REQUEST
Only the lines from the line holding "written like (181,187)." to the last line should be output, each exactly as given.

STORED RECORDS
# # # # #
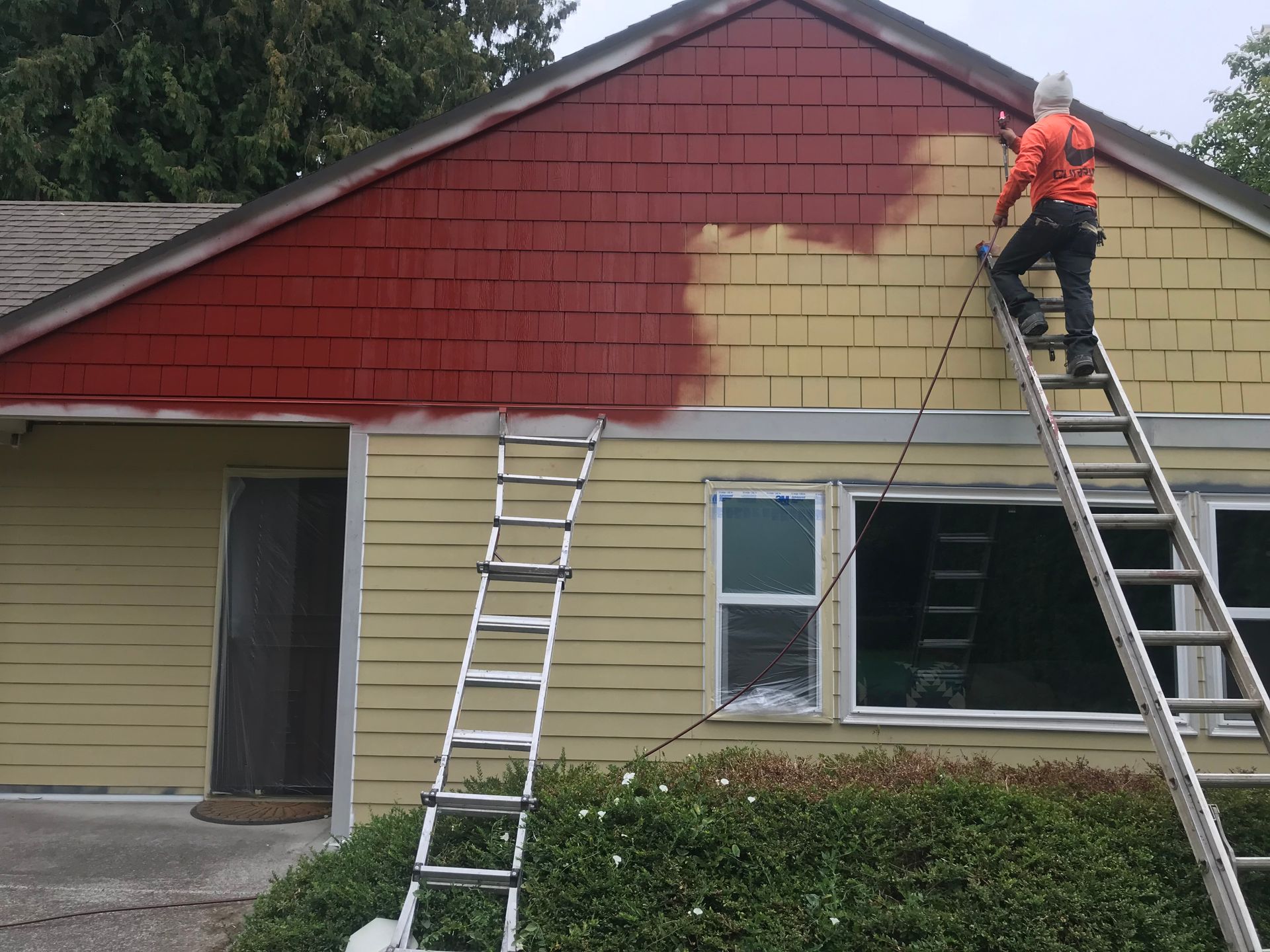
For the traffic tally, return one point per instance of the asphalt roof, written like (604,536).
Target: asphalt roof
(48,245)
(908,36)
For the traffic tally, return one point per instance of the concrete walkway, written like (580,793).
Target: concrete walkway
(70,857)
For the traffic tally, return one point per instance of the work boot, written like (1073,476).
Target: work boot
(1033,325)
(1080,365)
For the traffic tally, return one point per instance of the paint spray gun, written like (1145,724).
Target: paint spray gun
(1005,147)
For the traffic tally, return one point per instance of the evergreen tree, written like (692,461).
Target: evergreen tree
(222,100)
(1238,140)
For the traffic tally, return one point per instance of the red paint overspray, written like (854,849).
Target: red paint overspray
(546,262)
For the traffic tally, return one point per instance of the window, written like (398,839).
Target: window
(986,606)
(1242,536)
(770,575)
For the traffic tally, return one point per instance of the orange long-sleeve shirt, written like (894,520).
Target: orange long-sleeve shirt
(1056,155)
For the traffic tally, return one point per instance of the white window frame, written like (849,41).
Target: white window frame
(850,494)
(1222,725)
(825,627)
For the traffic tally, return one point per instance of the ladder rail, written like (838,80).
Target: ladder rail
(1202,828)
(1208,596)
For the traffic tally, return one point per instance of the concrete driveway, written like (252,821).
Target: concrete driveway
(71,857)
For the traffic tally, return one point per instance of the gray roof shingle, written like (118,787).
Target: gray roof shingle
(48,245)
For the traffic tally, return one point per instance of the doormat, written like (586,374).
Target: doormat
(259,813)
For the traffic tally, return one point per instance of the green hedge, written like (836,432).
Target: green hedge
(873,853)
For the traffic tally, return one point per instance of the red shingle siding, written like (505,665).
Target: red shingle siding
(545,262)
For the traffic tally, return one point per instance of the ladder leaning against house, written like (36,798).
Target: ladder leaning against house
(1202,822)
(552,578)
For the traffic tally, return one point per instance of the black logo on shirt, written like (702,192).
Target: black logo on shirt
(1076,157)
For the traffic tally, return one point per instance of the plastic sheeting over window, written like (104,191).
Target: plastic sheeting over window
(770,574)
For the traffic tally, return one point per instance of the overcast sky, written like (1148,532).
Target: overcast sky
(1148,63)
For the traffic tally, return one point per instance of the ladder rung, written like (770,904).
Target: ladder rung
(1066,381)
(1133,521)
(493,740)
(532,521)
(549,441)
(1111,471)
(1159,576)
(1212,705)
(476,804)
(482,678)
(539,480)
(1234,779)
(1047,342)
(1170,639)
(459,876)
(1100,423)
(524,571)
(519,623)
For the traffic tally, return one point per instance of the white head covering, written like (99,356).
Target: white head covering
(1053,95)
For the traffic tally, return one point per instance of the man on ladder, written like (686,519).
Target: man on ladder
(1056,155)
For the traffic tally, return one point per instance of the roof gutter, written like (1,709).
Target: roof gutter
(310,192)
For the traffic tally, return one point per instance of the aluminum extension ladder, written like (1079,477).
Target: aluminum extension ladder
(1217,859)
(440,801)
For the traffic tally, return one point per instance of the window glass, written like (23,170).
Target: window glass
(988,607)
(1244,556)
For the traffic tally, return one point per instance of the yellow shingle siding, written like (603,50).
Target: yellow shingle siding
(630,666)
(1181,295)
(108,560)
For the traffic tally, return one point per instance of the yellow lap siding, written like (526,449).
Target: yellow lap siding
(108,569)
(630,658)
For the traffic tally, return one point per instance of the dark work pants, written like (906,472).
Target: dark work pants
(1070,233)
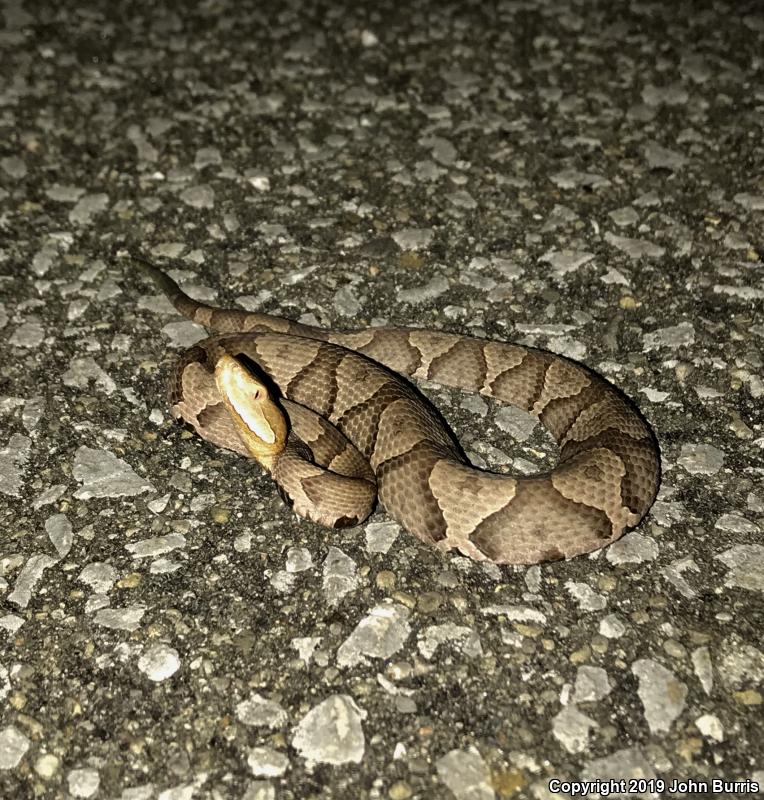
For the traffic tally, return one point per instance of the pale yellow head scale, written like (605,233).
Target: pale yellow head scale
(259,421)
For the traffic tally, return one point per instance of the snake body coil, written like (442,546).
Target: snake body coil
(358,428)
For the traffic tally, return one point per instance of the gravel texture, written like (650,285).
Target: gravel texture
(586,177)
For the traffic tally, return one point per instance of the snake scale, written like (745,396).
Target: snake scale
(328,414)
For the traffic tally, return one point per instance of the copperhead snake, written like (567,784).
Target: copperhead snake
(328,414)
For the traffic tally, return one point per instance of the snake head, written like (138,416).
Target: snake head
(258,419)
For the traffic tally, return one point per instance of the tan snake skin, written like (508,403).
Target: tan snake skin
(388,434)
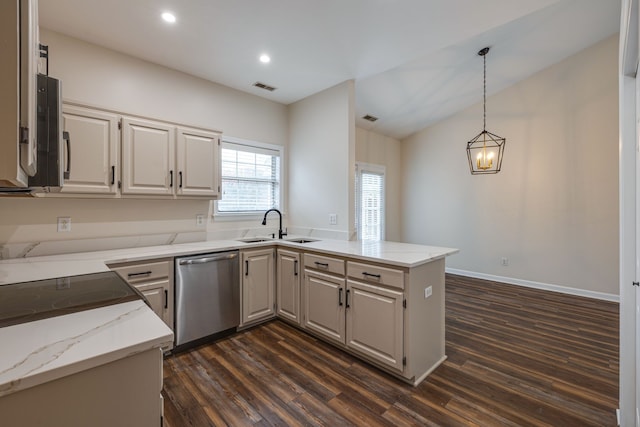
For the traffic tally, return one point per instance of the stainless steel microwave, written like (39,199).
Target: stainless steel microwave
(49,174)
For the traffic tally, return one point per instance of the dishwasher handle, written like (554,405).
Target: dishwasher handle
(205,260)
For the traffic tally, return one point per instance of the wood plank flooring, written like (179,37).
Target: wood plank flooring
(516,357)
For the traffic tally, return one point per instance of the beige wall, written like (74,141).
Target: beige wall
(100,77)
(322,161)
(378,149)
(553,209)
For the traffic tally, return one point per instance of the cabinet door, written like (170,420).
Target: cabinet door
(198,157)
(257,285)
(157,295)
(288,285)
(375,322)
(324,298)
(148,157)
(94,151)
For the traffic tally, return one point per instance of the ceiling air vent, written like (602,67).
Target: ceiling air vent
(264,86)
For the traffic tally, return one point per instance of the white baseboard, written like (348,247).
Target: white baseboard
(537,285)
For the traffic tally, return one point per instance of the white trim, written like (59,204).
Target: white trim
(269,149)
(250,143)
(537,285)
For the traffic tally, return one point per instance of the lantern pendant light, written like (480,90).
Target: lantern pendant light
(486,149)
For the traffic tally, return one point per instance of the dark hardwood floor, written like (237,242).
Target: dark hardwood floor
(516,357)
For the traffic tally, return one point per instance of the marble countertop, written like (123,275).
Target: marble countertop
(37,268)
(37,352)
(44,350)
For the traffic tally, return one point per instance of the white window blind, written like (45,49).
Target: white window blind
(370,202)
(250,178)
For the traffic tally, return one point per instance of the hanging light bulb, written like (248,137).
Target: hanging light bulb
(487,145)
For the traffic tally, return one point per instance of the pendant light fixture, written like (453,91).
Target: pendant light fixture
(485,150)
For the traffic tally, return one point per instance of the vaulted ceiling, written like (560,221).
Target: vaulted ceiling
(414,62)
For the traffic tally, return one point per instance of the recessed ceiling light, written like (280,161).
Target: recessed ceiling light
(169,17)
(265,59)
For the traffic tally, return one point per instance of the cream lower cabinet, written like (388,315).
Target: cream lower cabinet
(324,305)
(366,315)
(257,285)
(154,280)
(92,156)
(375,322)
(288,285)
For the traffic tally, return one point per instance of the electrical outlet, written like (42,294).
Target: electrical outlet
(63,283)
(64,224)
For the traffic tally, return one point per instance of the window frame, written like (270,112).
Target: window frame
(371,168)
(250,215)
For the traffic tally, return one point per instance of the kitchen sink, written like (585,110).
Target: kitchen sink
(301,240)
(255,239)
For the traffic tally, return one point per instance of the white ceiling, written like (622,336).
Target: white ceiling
(414,61)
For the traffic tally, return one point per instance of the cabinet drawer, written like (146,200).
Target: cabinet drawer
(323,263)
(136,273)
(376,274)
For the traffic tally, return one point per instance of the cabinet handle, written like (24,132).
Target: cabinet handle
(67,139)
(142,273)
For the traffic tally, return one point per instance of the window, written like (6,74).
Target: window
(250,177)
(370,201)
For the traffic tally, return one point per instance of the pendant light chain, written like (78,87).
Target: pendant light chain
(485,150)
(484,98)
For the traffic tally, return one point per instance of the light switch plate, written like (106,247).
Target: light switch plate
(428,291)
(64,224)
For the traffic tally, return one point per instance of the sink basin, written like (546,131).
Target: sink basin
(255,239)
(301,240)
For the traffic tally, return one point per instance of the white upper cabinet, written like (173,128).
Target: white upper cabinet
(94,166)
(148,157)
(197,155)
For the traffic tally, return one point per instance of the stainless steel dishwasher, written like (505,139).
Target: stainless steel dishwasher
(207,295)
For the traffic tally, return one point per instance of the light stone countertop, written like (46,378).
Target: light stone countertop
(37,352)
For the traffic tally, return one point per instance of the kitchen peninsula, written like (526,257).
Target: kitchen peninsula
(405,278)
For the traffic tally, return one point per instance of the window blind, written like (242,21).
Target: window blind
(370,203)
(250,179)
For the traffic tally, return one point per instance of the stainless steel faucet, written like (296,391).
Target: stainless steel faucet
(264,222)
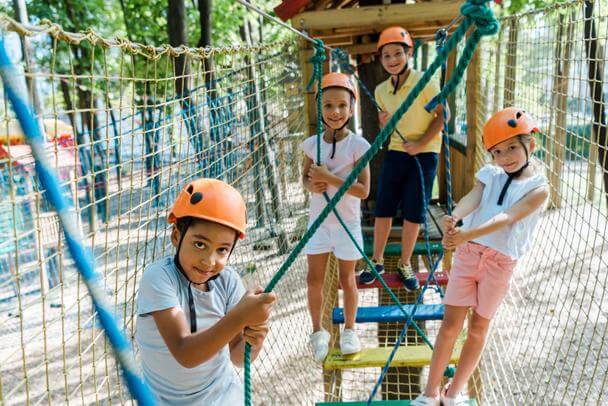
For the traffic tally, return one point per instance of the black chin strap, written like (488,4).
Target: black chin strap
(333,137)
(191,307)
(513,175)
(396,83)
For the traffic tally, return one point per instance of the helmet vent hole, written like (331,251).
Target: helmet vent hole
(196,197)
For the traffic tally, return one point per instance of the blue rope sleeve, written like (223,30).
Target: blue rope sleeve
(14,86)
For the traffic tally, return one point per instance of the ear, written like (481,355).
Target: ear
(175,236)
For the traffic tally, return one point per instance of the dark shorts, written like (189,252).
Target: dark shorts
(399,184)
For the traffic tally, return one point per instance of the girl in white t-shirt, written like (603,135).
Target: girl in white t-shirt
(340,151)
(499,216)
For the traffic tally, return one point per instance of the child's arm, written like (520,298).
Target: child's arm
(192,349)
(465,206)
(313,187)
(414,147)
(253,335)
(359,189)
(526,206)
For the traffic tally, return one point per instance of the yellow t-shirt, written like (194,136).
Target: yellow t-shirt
(416,120)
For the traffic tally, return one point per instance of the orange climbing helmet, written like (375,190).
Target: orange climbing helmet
(507,123)
(335,79)
(212,200)
(395,35)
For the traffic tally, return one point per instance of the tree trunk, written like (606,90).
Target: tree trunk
(371,74)
(205,8)
(178,35)
(596,85)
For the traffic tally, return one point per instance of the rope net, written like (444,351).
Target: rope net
(548,343)
(128,125)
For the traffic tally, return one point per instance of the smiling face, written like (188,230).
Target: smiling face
(204,250)
(337,107)
(394,58)
(510,155)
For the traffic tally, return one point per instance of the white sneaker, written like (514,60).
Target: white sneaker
(349,342)
(319,341)
(460,400)
(423,400)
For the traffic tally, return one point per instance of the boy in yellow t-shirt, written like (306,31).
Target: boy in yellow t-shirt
(399,182)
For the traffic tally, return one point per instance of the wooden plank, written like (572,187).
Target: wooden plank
(471,402)
(511,64)
(407,356)
(289,8)
(379,16)
(394,282)
(393,313)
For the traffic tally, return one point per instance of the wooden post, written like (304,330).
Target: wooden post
(332,379)
(371,74)
(310,115)
(595,78)
(510,71)
(441,175)
(474,119)
(497,66)
(399,382)
(591,170)
(560,100)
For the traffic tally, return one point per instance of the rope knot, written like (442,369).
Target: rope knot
(481,14)
(317,61)
(343,59)
(440,36)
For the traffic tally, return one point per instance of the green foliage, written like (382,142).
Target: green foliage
(517,6)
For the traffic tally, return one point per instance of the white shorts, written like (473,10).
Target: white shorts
(333,238)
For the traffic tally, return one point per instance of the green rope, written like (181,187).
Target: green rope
(477,13)
(318,60)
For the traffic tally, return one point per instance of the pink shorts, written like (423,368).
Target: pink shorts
(479,278)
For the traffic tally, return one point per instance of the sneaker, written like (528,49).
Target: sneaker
(423,400)
(367,277)
(349,342)
(319,340)
(408,277)
(460,400)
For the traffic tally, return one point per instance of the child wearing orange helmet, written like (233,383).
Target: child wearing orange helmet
(340,151)
(417,137)
(194,315)
(499,216)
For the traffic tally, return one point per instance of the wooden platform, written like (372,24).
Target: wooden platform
(406,356)
(394,282)
(387,314)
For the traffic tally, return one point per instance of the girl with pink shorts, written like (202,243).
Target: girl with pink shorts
# # # # #
FINISHED EXERCISE
For the traffic tally, return one point per instance of the green rope, written like (181,187).
Target: green rope
(477,13)
(318,60)
For the traffic tally, return one point per instance of the pink shorts, written like (423,368).
Target: pink shorts
(479,278)
For the traffic tally, return one point per instance of the sneaker, written like (528,49).
Target: sneaker
(423,400)
(367,277)
(349,342)
(319,340)
(408,277)
(460,400)
For the traffic tally, return one point per instance of the child wearing orange helmet, written like (233,383).
Target: child wearing orange helmet
(340,151)
(417,137)
(194,315)
(499,216)
For the traffic tally, return one point per instance of the wooden platform, written like (372,24).
Target: wooden platform
(406,356)
(394,282)
(387,314)
For the traffic tally, return one point per instance of the girl with pink shorts, written like (202,243).
Target: girl with pink shorts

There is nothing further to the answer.